(WHAT TO WORK ON) Continue the post about the Dawes Roll, picking up right after its last sentence.

(SELECTED PASSAGE)
======

Have you heard of the Dawes Roll? In this post, learn what this list was, who was and wasn’t on it, and how you can use this resource to learn about your ancestors.
The Dawes Roll, while not created for the use of genealogists 130 years into the future, is a valuable source of information for people who are descended from people who were enumerated on the list.
If you are not already familiar, the Dawes Rolls only lists people who were “accepted as eligible for tribal membership” in the “Five Tribes”, or the Cherokees, Chickasaws, Choctaws, Creeks, and Seminoles. The ancestral lands of these indigenous groups are located in the Southeast United States.
What was the purpose of the Dawes Roll?
The stated purpose of Dawes Act, and thus the Dawes Roll, was to protect the property rights of Native Americans. However, Native Americans controlled 150 million acres of land prior to the Dawes Act, and 90 million of these acres were sold as “surplus land” after the Dawes Rolls were completed.
In order to become eligible for US citizenship, tribal members had to register for the Dawes Rolls. In exchange, and if they were deemed eligible, they received a land allotment, which typically was between 160-320 acres of land, much of which was not easily used for agriculture.
Most Americans have not heard of the Dawes Roll or other Native American Census Rolls, such as the Baker Rolls or the Roblin Rolls. The United States government used these lists for a variety of reasons, and their use has had a number of long-term consequences, many controversial.
The real reason that the US Congress passed the Dawes Act in 1887 is because they wanted to “create divisions among Native Americans and eliminate the social cohesion of tribes“. The act also was passed during the great push by European Americans to settle western US states, so it was also a successful attempt at a land grab.
How do I know if my family is on the Dawes Rolls?
It can be hard to know for sure whether a specific family might have been listed on the Dawes Rolls. Some people begin their investigation into the Dawes Rolls based on family knowledge or stories, while others have found through their family tree research that their ancestors lived on or near tribal land.

======

(DATA PROVIDED)

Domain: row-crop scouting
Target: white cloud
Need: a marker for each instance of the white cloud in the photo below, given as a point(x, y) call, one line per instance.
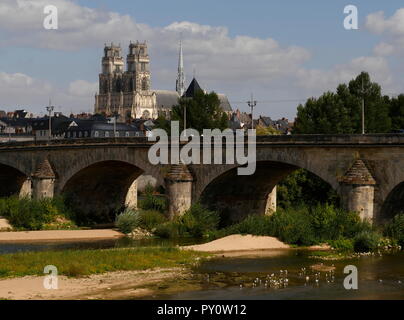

======

(REPLY)
The only way to know for sure whether specific ancestors were included on the Dawes Rolls is to first identify the ancestors who were alive at the time that the rolls were made, which was between about 1896-1906. Minor children born after the rolls were first made were also included on later additions to the rolls, so be sure to not skip the younger generation of your ancestors when making your list.
In order to be eligible for being counted on the Dawes Rolls, a person must have been living in what was known as Indian Territory in the 1900 US Federal Census. This part of North America became the state of Oklahoma in 1907.
Since the rolls and the Oklahoma Native American reservations are divided by tribe, if you know where in Oklahoma your ancestors where born can help you identify which list on the Dawes Roll to search for your ancestor.
Which tribes are included on the Dawes Roll?
The Dawes Rolls contain names of people belonging to the Choctaw, Chickasaw, Cherokee, Creek, and Seminole tribes. At the time of the Dawes Act, these tribes were known as the “Five Civilized Tribes“.
The lists are organized into groups by tribe, including separate lists for tribal members, newly born tribal members added after the original lists, Freedmen, and minor children added in 1906.
How to use the Dawes Rolls for genealogy?
If you can locate an ancestor on the Dawes Rolls, there is likely a great deal on information included on their card that can be used for building a family tree and genealogy research. Basic information such as names, ages, and family members, as well as information about ancestry and parentage can be found on these cards.
In addition, because the applications to be on the Dawes Roll typically went through a verification process, the person processing the application may have made notes about information found during their research.
For example, the card above was for Manny Butler, aged 40. His children are listed, as well as the name of their mother and Manny’s parents, which makes this a very important genealogy record.
In addition, the person who processed the application made notes that said that Manny’s parents were listed on the 1867 Creek Roll, also known as the Dunn Roll, which is very valuable information to a person doing their family tree research. This would help one of Manny’s descendants know where to find information about their ancestors going back one more generation in their family tree.
How to find out if your ancestor was on the Dawes Roll
The Dawes Roll has been digitized and there are various searchable indexes that you can use to look for your ancestors. It is also a good idea to examine the lists directly, which you can find on the National Archives Dawes Rolls page.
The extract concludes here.